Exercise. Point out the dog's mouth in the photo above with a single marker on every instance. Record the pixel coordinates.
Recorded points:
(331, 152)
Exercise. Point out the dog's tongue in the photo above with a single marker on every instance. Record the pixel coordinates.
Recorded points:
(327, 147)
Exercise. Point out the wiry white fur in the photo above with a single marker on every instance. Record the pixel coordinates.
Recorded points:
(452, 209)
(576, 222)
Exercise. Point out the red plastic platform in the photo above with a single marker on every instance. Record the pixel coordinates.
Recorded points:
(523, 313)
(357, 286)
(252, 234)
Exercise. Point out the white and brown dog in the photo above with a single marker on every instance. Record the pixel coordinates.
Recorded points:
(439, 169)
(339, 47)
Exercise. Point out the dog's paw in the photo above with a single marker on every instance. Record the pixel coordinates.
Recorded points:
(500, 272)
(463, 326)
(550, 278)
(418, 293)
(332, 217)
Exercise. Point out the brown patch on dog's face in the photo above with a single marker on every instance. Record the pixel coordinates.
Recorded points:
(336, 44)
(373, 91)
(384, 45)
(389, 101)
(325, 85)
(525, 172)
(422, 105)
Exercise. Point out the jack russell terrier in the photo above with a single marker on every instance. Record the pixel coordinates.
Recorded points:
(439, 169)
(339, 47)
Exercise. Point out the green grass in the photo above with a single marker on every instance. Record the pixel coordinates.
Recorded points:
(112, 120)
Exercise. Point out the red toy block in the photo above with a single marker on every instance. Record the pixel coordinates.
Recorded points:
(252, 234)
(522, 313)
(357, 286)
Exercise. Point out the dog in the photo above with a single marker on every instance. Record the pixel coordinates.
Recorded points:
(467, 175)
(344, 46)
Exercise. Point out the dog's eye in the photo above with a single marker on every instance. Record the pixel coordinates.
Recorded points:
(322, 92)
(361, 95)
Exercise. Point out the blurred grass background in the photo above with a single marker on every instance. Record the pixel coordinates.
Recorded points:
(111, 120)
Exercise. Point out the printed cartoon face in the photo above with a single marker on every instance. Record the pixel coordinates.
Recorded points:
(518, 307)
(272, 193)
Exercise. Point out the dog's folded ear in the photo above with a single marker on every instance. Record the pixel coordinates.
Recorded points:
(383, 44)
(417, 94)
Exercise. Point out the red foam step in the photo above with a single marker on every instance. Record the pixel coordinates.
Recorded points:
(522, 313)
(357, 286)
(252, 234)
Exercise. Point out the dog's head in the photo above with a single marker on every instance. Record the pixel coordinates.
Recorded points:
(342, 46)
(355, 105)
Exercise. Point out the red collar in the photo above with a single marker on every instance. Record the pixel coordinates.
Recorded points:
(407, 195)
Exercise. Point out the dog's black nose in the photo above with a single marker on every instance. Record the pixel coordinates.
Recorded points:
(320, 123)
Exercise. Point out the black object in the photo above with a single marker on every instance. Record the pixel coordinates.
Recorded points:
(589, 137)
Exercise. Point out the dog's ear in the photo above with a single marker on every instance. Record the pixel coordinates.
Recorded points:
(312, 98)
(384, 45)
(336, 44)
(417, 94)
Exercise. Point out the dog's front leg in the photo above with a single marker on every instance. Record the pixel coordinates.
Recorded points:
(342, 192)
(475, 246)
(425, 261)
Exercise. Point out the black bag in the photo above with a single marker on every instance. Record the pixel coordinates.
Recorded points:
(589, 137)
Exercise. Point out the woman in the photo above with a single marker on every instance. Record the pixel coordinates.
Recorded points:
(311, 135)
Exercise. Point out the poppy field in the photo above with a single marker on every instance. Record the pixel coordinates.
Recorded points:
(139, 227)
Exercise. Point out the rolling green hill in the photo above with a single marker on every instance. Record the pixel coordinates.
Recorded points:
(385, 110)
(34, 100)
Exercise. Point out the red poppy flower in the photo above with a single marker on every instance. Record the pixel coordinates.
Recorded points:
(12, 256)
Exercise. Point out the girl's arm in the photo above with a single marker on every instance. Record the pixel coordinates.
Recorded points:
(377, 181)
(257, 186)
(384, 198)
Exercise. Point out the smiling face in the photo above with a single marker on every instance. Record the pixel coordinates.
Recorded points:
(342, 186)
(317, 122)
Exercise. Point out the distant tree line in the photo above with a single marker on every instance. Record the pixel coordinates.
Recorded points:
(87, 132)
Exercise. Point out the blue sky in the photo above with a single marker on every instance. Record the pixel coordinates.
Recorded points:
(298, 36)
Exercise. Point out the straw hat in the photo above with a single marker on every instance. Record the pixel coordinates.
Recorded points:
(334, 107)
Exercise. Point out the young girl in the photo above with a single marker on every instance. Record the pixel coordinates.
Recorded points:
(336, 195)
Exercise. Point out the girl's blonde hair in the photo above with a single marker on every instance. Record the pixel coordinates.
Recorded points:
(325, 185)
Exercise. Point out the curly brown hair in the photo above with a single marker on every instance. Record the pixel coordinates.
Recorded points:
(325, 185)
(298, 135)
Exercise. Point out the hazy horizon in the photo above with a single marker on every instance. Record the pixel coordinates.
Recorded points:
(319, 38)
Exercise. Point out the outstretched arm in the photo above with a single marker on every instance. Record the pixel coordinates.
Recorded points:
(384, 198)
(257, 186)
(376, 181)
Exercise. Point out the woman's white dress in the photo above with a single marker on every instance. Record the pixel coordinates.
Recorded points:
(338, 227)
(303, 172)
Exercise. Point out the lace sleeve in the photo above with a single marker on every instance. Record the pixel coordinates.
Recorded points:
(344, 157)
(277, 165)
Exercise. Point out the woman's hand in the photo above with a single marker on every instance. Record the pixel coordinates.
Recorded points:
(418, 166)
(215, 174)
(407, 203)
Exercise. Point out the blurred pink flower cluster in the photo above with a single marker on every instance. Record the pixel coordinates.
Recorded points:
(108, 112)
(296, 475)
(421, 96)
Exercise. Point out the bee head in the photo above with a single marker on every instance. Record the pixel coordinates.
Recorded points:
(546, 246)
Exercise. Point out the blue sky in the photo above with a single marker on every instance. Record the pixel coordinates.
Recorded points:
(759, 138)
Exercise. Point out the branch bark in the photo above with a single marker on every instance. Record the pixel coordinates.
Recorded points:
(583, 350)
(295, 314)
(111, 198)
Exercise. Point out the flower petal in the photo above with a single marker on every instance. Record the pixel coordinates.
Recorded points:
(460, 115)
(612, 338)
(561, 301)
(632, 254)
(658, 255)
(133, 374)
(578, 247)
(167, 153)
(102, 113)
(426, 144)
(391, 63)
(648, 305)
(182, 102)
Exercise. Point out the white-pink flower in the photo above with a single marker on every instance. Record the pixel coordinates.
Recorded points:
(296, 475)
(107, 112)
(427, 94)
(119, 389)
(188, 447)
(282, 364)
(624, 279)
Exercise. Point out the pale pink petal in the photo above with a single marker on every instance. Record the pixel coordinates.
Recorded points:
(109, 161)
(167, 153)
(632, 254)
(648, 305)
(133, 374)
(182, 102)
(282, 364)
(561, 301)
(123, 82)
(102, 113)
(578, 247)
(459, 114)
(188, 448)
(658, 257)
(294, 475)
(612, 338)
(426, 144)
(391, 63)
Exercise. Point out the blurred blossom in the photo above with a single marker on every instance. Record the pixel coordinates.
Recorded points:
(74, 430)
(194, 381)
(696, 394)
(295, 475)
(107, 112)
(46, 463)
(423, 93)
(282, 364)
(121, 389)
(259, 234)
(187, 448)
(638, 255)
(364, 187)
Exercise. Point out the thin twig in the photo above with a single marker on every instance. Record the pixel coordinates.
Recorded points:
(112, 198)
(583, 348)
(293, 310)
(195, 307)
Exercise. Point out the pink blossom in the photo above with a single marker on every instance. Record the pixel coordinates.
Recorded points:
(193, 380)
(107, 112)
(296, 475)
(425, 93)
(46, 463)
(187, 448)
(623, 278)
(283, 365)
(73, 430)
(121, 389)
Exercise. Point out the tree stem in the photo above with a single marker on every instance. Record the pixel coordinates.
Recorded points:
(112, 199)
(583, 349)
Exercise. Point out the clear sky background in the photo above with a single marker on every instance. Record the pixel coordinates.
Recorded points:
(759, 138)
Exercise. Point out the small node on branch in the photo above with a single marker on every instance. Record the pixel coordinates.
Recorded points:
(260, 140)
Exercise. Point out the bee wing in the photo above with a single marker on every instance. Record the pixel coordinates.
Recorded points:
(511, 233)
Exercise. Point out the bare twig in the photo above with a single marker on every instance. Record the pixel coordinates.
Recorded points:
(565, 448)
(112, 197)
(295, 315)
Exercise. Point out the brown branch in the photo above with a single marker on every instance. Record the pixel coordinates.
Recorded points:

------------------------------

Your objective: What lines of the material above include "branch"? Copy each one.

Written response:
Exercise. Point out the branch bark in the photo above with a single marker on every instance. Record the pixel coordinates.
Exercise. Point out the small node on branch in the photo above with a single marker on every instance. Record the pixel coordinates.
Exercise. Point out the brown branch in the photo above with a single marker on every instance. Record the pixel coordinates.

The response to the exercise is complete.